Extract to read =

Using an input string and printing it out character by character

Use a for loop!

for (size_t i = 0; i < string_length; ++i) {
     /* print ith character of the string */
}

or, if you're still < C99¹, define size_t i; before the loop and initialize it with i = 0.

Notes:

• use scanf("%19s", String) instead to preempt buffer overflows. 19 to leave room for the terminating null byte
• in C, variabels commonly have lowercase identifiers like string or charNo. How to handle concatentation of multiple words in one identifier is up to you. Common choices are first_second and firstSecond

_{¹ as @szczurcio noted in the comments to this answer}

Approach 1

1. Get the length of the string
2. Use a loop to iterate over the length of the string.
3. In each iteration of the loop, print one character.

int len = strlen(String);
for (int i = 0; i < len; ++i )
{
   printf("%c\n", String[i]);
}

Approach 2

1. Create a pointer that points to the string.
2. Use a loop in which you increment the pointer until it points to the null character.
3. In each iteration of the loop print the character that the pointer points to.

char* cp = String;
for ( ; *cp != '\0'; ++cp )
{
   printf("%c\n", *cp);
}

    #include <stdio.h>
    #include <stdlib.h>

    int main()
    {
        char String[20];
        int CharNo = 0;
        char *c;

        printf("Enter a few characters please:\n");
        scanf("%s", String);

        c=String;
        while(*c) putchar(*c++);      

        return 0;
    }

(Source data)
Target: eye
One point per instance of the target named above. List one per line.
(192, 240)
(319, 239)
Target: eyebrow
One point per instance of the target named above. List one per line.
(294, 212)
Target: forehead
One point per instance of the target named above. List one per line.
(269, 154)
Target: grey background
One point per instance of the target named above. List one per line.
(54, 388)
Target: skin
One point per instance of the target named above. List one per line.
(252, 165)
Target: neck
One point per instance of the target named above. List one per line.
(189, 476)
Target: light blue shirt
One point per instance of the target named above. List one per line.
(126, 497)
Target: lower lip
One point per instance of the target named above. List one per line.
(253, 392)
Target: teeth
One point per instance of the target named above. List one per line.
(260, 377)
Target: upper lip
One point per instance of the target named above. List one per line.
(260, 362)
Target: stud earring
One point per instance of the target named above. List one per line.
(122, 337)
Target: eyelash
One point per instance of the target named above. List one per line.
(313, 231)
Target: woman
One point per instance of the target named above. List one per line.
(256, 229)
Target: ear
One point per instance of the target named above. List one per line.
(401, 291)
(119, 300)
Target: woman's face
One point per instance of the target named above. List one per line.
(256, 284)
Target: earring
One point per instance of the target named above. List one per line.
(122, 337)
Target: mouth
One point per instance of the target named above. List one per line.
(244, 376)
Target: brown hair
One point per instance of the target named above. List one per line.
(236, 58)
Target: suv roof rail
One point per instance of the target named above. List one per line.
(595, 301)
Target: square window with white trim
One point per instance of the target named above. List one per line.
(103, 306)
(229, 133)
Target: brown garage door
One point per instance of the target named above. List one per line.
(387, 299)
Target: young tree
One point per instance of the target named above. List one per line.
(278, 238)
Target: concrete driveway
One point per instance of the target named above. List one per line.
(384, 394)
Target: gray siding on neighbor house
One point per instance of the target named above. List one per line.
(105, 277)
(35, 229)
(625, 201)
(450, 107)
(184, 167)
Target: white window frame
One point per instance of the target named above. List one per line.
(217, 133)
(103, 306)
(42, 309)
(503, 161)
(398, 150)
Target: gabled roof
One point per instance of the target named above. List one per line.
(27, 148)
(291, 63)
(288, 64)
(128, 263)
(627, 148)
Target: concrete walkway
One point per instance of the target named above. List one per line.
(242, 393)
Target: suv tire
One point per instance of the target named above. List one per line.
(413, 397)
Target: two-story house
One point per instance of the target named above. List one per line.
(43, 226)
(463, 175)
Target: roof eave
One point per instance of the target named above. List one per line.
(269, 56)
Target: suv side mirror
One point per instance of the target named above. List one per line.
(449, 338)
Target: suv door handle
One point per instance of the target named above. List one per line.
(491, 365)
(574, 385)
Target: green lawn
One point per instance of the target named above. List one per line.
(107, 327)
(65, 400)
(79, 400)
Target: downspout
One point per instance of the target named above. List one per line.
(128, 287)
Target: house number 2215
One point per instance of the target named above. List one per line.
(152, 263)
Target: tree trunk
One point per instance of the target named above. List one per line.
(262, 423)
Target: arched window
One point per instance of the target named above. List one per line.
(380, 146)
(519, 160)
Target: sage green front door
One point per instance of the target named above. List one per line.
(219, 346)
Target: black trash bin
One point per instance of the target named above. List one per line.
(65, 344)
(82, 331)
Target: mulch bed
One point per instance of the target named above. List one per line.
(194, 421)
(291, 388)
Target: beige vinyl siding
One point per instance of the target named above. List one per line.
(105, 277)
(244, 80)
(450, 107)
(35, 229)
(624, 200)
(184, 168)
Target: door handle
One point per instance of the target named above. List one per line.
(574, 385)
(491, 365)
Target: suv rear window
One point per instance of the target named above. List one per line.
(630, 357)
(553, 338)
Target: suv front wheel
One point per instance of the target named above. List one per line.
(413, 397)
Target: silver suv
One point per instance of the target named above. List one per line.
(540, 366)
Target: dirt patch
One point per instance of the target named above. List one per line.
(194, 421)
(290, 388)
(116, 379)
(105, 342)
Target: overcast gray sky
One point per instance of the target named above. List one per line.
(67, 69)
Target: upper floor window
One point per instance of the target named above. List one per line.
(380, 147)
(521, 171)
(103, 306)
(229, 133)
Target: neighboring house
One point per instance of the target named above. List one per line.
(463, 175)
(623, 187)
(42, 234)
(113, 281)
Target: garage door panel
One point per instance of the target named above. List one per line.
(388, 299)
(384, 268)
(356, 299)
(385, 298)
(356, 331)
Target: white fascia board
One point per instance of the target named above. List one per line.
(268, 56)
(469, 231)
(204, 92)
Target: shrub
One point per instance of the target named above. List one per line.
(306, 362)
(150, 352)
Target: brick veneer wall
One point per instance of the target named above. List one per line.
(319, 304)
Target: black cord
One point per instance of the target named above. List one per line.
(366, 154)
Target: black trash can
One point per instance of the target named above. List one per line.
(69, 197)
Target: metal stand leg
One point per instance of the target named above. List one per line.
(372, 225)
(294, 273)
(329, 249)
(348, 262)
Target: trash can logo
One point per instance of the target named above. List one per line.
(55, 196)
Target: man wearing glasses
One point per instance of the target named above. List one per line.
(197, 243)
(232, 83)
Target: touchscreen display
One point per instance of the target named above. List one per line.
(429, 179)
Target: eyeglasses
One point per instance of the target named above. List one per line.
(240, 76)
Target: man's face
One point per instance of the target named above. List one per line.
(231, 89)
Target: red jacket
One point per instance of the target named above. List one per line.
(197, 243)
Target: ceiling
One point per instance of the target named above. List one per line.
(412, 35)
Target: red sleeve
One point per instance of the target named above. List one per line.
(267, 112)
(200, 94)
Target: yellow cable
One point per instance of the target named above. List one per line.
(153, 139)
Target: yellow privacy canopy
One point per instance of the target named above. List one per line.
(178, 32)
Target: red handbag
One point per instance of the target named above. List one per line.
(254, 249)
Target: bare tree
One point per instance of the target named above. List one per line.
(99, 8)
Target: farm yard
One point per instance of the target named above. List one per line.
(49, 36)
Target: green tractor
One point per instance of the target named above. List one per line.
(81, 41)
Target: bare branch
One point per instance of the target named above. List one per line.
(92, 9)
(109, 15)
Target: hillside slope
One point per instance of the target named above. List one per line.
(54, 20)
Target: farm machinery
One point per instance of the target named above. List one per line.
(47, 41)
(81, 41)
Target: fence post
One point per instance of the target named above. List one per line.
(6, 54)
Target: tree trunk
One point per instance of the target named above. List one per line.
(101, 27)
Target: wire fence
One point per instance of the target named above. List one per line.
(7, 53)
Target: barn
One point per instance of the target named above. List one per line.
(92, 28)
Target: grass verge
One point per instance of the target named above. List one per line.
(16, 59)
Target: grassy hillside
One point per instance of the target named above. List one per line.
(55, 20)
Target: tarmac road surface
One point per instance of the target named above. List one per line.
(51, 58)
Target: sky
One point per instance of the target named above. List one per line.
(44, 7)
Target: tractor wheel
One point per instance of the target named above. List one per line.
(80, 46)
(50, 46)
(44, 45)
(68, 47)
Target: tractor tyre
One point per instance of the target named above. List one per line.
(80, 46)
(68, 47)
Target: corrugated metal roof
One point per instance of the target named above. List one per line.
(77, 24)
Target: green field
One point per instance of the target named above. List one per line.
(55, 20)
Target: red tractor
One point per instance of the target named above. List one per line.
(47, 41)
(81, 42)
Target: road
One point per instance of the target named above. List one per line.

Work to complete =
• a. Answer these questions about the thread on printing a string character by character:
(i) What format string does the thread recommend passing to scanf to preempt buffer overflows?
(ii) In Approach 2, until when is the pointer incremented?
(iii) What two common choices does the thread give for joining multiple words in one identifier?
• b. Copy out the entries word for word, everything from the line containing "Target: bare tree" down to the last line of the entries, with both ends included.

Answers to the exercise =
• a.
(i) "%19s"
(ii) Until it points to the null character.
(iii) first_second and firstSecond

• b.
Target: bare tree
One point per instance of the target named above. List one per line.
(99, 8)
Target: farm yard
One point per instance of the target named above. List one per line.
(49, 36)
Target: green tractor
One point per instance of the target named above. List one per line.
(81, 41)
Target: bare branch
One point per instance of the target named above. List one per line.
(92, 9)
(109, 15)
Target: hillside slope
One point per instance of the target named above. List one per line.
(54, 20)
Target: farm machinery
One point per instance of the target named above. List one per line.
(47, 41)
(81, 41)
Target: fence post
One point per instance of the target named above. List one per line.
(6, 54)
Target: tree trunk
One point per instance of the target named above. List one per line.
(101, 27)
Target: wire fence
One point per instance of the target named above. List one per line.
(7, 53)
Target: barn
One point per instance of the target named above. List one per line.
(92, 28)
Target: grass verge
One point per instance of the target named above. List one per line.
(16, 59)
Target: grassy hillside
One point per instance of the target named above. List one per line.
(55, 20)
Target: tarmac road surface
One point per instance of the target named above. List one per line.
(51, 58)
Target: sky
One point per instance of the target named above. List one per line.
(44, 7)
Target: tractor wheel
One point per instance of the target named above. List one per line.
(80, 46)
(50, 46)
(44, 45)
(68, 47)
Target: tractor tyre
One point per instance of the target named above. List one per line.
(80, 46)
(68, 47)
Target: corrugated metal roof
One point per instance of the target named above. List one per line.
(77, 24)
Target: green field
One point per instance of the target named above. List one per line.
(55, 20)
Target: red tractor
One point per instance of the target named above. List one per line.
(47, 41)
(81, 42)
Target: road
One point per instance of the target named above. List one per line.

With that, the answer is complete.